EXCERPTED DATA

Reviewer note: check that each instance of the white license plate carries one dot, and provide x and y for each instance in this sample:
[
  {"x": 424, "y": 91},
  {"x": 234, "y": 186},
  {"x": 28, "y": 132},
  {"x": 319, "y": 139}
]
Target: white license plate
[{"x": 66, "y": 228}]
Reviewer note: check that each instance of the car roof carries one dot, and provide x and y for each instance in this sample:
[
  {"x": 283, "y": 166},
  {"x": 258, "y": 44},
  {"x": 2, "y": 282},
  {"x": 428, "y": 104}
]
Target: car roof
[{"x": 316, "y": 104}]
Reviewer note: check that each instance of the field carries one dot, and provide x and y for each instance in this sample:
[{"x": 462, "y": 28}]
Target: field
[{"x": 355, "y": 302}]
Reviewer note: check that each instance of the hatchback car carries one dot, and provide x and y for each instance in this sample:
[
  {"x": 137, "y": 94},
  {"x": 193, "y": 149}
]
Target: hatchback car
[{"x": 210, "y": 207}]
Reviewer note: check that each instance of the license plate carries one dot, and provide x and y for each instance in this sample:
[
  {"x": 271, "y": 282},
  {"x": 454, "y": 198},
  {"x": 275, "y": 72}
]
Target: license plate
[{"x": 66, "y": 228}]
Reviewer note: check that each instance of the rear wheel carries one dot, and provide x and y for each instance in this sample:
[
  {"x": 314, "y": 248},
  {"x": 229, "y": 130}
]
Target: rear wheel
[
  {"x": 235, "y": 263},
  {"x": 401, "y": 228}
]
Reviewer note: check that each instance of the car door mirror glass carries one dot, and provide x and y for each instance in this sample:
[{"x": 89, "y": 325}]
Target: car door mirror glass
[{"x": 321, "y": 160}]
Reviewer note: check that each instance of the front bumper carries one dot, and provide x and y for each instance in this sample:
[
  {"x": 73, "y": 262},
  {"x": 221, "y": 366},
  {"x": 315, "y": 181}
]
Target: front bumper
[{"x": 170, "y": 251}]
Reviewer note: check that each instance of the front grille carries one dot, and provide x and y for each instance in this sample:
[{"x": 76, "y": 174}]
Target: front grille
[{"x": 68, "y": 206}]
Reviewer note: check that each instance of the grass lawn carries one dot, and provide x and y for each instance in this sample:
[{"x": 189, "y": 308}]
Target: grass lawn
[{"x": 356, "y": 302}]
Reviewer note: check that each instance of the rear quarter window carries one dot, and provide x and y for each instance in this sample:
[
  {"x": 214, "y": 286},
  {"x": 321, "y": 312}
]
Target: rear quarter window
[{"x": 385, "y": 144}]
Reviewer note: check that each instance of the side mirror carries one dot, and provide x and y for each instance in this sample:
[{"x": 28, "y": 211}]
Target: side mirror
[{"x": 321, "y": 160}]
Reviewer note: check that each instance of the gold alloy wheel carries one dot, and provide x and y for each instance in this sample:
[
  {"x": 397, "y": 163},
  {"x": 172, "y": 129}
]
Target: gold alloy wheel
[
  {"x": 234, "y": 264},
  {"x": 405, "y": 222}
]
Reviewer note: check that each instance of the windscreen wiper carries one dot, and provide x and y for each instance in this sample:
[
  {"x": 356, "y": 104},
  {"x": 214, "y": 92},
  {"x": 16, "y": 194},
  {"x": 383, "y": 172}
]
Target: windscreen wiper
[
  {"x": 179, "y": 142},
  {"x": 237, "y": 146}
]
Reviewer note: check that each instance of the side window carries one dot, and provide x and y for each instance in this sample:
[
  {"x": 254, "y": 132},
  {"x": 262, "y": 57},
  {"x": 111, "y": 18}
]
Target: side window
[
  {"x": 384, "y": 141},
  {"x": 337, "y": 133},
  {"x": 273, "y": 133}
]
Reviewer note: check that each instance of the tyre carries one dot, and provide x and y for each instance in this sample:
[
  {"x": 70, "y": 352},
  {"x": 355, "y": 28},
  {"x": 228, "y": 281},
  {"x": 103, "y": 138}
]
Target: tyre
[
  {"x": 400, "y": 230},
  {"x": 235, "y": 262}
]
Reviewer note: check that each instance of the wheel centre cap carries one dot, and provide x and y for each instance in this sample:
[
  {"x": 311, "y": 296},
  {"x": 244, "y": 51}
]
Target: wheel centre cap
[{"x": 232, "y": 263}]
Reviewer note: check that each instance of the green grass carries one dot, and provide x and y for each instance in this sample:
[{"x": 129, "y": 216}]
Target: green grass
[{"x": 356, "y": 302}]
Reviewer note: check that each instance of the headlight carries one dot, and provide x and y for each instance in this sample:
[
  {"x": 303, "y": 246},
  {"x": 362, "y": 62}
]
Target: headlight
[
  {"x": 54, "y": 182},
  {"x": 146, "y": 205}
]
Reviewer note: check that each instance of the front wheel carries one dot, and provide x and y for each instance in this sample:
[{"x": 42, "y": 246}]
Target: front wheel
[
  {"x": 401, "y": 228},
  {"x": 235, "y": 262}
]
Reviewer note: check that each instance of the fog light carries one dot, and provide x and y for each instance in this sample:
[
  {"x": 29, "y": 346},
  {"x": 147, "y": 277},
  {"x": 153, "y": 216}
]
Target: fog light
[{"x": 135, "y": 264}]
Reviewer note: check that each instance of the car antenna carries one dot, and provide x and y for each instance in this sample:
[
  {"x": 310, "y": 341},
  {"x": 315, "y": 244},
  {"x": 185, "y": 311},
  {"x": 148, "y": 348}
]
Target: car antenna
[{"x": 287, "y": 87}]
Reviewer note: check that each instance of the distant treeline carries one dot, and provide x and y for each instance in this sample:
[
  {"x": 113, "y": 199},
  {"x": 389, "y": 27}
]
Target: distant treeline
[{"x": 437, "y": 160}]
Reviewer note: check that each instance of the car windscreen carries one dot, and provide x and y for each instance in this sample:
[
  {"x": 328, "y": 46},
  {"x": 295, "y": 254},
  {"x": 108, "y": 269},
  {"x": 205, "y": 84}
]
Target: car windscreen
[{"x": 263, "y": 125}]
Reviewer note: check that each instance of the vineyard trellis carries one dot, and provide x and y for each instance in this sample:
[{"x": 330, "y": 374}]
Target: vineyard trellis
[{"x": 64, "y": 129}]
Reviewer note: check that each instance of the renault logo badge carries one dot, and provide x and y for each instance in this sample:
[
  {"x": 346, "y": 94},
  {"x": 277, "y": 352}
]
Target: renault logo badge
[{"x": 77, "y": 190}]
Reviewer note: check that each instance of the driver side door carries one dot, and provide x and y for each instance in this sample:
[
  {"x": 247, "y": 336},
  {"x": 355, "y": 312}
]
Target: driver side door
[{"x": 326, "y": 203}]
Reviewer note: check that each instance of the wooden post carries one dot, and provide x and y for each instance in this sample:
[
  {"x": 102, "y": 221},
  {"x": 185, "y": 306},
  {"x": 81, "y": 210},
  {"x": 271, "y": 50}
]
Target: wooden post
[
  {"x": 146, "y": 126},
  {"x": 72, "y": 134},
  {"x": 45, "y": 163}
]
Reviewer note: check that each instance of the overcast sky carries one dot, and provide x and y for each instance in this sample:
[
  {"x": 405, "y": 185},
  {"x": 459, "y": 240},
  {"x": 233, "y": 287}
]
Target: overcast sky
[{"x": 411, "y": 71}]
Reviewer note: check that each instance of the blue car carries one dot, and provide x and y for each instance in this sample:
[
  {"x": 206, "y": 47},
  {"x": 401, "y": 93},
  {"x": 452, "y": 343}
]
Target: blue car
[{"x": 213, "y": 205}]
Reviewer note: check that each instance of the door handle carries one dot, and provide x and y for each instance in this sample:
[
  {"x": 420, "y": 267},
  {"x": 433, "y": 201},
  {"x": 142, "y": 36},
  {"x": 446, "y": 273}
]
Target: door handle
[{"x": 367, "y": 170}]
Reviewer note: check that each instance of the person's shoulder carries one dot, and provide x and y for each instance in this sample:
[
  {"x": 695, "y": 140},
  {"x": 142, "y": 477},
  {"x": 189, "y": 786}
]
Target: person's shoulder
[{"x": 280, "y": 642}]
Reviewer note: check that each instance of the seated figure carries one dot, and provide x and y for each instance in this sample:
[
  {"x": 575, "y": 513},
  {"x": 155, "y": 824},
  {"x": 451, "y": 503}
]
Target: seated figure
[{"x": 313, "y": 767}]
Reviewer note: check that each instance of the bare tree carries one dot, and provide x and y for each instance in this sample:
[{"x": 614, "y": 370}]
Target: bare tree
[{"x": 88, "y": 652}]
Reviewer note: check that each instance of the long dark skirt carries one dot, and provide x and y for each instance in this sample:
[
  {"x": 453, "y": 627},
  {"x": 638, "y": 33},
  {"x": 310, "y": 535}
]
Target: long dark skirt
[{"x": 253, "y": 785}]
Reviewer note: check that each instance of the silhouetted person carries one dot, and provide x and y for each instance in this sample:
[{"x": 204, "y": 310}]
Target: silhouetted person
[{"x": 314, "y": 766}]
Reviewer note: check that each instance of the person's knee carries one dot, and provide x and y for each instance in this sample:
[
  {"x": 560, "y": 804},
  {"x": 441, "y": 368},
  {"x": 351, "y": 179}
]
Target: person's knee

==

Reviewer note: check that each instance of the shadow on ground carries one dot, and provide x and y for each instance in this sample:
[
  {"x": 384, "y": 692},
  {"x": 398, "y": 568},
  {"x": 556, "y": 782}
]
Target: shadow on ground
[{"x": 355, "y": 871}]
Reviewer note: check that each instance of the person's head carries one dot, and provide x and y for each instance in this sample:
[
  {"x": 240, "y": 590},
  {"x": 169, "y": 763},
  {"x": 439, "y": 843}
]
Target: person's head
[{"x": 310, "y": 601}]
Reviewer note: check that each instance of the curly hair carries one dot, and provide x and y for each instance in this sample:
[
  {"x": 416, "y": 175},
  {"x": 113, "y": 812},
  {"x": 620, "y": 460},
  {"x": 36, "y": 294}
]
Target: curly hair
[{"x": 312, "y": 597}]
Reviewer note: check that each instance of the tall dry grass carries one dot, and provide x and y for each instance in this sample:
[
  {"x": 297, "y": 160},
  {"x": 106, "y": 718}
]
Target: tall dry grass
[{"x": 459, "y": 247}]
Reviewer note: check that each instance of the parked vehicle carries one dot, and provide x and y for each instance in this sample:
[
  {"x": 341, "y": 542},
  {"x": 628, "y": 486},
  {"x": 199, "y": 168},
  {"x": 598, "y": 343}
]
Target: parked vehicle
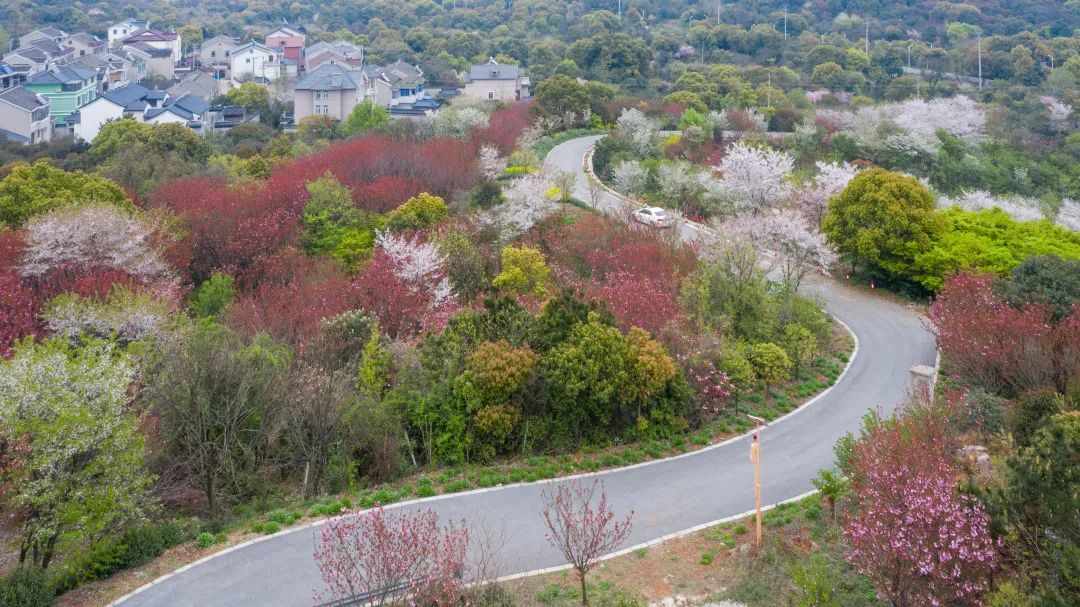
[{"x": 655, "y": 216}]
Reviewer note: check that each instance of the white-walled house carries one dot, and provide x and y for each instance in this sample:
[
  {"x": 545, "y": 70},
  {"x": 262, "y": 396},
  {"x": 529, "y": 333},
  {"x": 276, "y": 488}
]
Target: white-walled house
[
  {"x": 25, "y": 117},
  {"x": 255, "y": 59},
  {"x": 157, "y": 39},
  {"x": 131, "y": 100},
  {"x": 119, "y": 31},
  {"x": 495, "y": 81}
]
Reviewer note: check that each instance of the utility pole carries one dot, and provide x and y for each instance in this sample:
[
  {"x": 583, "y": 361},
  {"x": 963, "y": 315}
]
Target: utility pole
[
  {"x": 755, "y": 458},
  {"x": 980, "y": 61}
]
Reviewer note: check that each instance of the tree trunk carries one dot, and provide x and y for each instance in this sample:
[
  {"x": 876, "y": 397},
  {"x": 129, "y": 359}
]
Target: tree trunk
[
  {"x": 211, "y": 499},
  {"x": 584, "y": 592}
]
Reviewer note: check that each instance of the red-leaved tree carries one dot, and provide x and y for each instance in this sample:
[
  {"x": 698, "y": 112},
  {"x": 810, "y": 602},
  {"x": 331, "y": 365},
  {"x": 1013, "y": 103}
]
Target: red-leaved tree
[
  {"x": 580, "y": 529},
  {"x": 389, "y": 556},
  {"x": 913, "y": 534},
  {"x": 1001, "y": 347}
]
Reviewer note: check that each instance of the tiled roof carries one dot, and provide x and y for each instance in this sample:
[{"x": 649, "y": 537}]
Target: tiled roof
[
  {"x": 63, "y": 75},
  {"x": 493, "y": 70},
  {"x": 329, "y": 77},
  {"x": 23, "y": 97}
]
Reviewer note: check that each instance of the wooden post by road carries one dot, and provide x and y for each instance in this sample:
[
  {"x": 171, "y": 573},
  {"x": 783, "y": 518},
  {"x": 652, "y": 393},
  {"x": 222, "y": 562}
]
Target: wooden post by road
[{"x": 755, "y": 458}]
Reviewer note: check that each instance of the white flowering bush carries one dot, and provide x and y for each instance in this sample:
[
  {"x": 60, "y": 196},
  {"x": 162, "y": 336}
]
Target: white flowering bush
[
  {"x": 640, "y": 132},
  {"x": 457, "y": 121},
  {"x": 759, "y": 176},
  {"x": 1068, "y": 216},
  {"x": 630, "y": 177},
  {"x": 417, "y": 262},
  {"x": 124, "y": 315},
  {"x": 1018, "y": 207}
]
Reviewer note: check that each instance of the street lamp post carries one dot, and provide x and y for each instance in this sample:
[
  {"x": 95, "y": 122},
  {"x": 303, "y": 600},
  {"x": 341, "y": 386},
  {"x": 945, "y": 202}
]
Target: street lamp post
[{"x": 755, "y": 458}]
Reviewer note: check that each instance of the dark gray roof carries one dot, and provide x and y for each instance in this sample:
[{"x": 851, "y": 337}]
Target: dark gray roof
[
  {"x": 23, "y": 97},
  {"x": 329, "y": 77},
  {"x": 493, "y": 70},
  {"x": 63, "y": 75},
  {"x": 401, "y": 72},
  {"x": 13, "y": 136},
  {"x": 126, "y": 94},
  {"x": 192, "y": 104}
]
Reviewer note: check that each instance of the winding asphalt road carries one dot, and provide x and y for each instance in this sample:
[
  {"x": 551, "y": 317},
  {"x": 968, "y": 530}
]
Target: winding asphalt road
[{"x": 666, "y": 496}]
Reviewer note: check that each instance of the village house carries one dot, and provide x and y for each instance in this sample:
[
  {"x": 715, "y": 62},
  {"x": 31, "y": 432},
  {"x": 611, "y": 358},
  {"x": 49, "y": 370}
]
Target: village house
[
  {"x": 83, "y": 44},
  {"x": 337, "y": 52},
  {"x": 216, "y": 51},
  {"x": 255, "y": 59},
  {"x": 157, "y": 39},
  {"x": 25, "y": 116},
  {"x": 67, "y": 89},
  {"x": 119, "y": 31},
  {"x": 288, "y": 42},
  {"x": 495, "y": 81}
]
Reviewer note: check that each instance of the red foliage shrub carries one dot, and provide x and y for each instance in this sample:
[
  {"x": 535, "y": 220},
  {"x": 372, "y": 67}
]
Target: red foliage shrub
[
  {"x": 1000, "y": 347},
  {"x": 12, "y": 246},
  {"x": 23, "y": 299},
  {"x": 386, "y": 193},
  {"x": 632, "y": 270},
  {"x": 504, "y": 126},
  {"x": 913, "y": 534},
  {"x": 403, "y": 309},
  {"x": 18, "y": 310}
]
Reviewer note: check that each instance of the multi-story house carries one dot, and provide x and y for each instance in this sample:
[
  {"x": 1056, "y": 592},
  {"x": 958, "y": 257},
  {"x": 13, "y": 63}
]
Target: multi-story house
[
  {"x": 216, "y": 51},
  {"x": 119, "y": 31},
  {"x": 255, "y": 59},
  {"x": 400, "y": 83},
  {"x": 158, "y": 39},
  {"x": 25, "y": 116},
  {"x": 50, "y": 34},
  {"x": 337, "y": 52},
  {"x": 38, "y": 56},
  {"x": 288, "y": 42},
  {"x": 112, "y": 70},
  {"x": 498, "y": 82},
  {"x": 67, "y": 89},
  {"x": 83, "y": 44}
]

WORK REQUIRED
Every line above that includes the string "knee" needs to be copied.

SOLUTION FOR THIS PROBLEM
Reviewer note: check that each instance of the person's knee carries one dot, and provide x and y for each instance in this sample:
Target: person's knee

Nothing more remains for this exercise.